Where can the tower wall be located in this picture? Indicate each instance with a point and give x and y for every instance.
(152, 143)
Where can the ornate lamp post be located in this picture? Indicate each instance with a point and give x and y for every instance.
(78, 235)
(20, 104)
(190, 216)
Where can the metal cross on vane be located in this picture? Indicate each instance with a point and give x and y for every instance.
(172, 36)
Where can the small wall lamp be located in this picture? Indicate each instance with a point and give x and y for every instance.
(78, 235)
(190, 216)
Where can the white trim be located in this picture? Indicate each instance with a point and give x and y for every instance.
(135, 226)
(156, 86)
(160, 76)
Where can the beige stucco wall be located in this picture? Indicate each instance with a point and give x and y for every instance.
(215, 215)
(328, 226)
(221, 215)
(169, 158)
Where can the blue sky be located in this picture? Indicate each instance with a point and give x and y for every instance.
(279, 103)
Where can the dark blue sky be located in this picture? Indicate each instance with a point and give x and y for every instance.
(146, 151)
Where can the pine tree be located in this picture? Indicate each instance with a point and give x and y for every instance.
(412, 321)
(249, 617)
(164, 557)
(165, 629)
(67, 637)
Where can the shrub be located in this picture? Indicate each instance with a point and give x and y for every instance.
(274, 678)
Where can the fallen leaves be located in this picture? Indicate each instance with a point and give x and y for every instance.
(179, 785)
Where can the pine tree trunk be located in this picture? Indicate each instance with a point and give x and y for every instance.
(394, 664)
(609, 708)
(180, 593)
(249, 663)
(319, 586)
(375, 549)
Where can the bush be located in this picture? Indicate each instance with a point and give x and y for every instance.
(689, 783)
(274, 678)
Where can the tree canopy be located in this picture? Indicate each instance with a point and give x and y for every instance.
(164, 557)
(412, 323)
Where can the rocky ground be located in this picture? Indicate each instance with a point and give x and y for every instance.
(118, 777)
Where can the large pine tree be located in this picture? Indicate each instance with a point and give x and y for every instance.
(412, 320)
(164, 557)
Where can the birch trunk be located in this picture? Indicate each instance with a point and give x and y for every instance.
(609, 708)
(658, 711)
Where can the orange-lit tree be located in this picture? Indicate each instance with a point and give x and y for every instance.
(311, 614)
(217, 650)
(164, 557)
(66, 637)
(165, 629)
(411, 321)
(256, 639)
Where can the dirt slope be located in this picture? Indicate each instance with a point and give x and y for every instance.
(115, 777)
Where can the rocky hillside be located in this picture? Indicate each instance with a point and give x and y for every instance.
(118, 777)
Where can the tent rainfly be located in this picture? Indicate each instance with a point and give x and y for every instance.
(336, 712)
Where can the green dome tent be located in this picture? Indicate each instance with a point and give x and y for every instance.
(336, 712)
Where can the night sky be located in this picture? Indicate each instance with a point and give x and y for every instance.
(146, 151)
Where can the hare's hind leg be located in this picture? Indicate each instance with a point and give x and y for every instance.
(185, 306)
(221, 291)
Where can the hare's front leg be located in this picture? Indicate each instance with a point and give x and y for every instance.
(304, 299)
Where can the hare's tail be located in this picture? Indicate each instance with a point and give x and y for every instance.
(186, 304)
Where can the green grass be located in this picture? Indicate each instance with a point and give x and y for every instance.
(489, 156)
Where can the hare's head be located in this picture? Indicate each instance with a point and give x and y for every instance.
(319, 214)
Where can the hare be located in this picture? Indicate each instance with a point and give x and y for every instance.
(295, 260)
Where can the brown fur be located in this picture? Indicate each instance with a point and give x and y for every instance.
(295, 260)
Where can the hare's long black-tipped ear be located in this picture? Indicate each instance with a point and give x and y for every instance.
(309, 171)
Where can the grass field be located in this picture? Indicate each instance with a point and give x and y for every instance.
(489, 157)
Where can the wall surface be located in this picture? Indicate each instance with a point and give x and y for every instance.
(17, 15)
+ + + + + + +
TASK ITEM:
Your job is to print all of the material again, word for word.

TASK SOLUTION:
Where can the tower wall be located in this picture? Indicate each instance with a point and give x and y for every instance.
(152, 143)
Where can the ornate lamp post be located in this picture? Indicate each instance with a point and give x and y for every instance.
(78, 235)
(20, 104)
(190, 216)
Where can the metal cross on vane be located in this picture? Indicate each instance with a point and give x and y for every instance.
(172, 36)
Where can the small wall lamp be located in this picture? Indicate each instance with a point and give x and y for every instance.
(78, 235)
(190, 216)
Where can the white trim be located in this picture? Indicate each instance with a point and give x and y for every instance.
(135, 226)
(156, 86)
(160, 76)
Where can the beige stucco wall be located in this picture? Indicate each instance with a point and give x and y for every instance.
(215, 215)
(328, 226)
(221, 215)
(169, 158)
Where can the blue sky be located in this picture? Indicate each instance with a point and give x and y for every instance.
(279, 103)
Where can the dark blue sky be located in this picture? Indicate each instance with a point and give x and y for every instance.
(146, 151)
Where can the pine tree be located in this picture? Indicate each instance with a point and give x and y for every instance.
(412, 321)
(249, 617)
(164, 557)
(165, 629)
(67, 637)
Where can the shrub be located in this picture? Indicate each instance with a point and give x and y for every instance.
(274, 678)
Where can the fallen leaves be located in this picture? Indicate each instance with a point and give x and y for every instance.
(179, 785)
Where can the pine tree trunk be located in this picture? Indicate each instance with a point and give x and y for every instance.
(394, 664)
(609, 708)
(180, 593)
(249, 663)
(319, 586)
(375, 549)
Where can the bush be located in this picture? Indicate each instance with a point and give x and y for every instance.
(689, 783)
(274, 678)
Where can the tree canopy be located in this picture? Indicate each instance with a point and give x and y for every instance.
(164, 557)
(412, 323)
Where can the rocky ground be located in this picture? Indicate each instance with a point and give x and y for every instance.
(118, 777)
Where can the large pine tree be located in this picture? Indicate each instance with a point and give x and y for every instance.
(412, 320)
(164, 557)
Where can the birch trunk be located in this picture? Indicate each instance with a point and give x and y for every instance.
(609, 708)
(658, 711)
Where can the orange-lit tree be located in this picture? Indicate each instance with a point and give x and y for every instance.
(311, 614)
(217, 650)
(164, 557)
(66, 637)
(165, 629)
(411, 321)
(256, 639)
Where can the dirt slope be located in this picture? Indicate each instance with a point and give x and y for every instance.
(115, 777)
Where can the rocky hillside be located in this picture? Indicate each instance with a point and give x and y for every instance.
(118, 777)
Where can the tent rainfly be located in this picture? Indicate each instance with a point and give x and y for every instance.
(336, 712)
Where can the green dome tent be located in this picture? Indicate each instance with a point and give x and y for every instance.
(336, 712)
Where can the night sky be located in this picture? Indicate each instance with a point and give x and y for every instance.
(146, 151)
Where can the hare's hind leg be located in this picture? Indicate each instance with a point and give x and y for every instance.
(185, 306)
(221, 291)
Where can the hare's front leg be located in this picture? Indicate each instance with a point and give x and y for every instance.
(304, 299)
Where can the hare's tail be located in this picture? Indicate each instance with a point and give x and y for every instance.
(186, 304)
Where can the green grass be located in this picture? Indicate each instance with a point and give x and y for every instance.
(489, 156)
Where can the hare's head be located in this picture? Indicate each instance with a point and give x and y for every instance.
(319, 214)
Where can the hare be located in this picture? Indicate each instance with a point and give x and y for every instance.
(295, 260)
Where can the brown fur be located in this picture? Indicate each instance with a point and give x and y for every instance.
(295, 260)
Where can the hare's long black-tipped ear be located in this picture? Indicate each instance with a point and give x and y for every instance.
(309, 171)
Where can the grass field be located in this picture? Indicate each instance with a point and give x and y for every instance.
(489, 157)
Where can the wall surface be located in this picture? Indicate each instance with a point and give x and y for every instance.
(17, 15)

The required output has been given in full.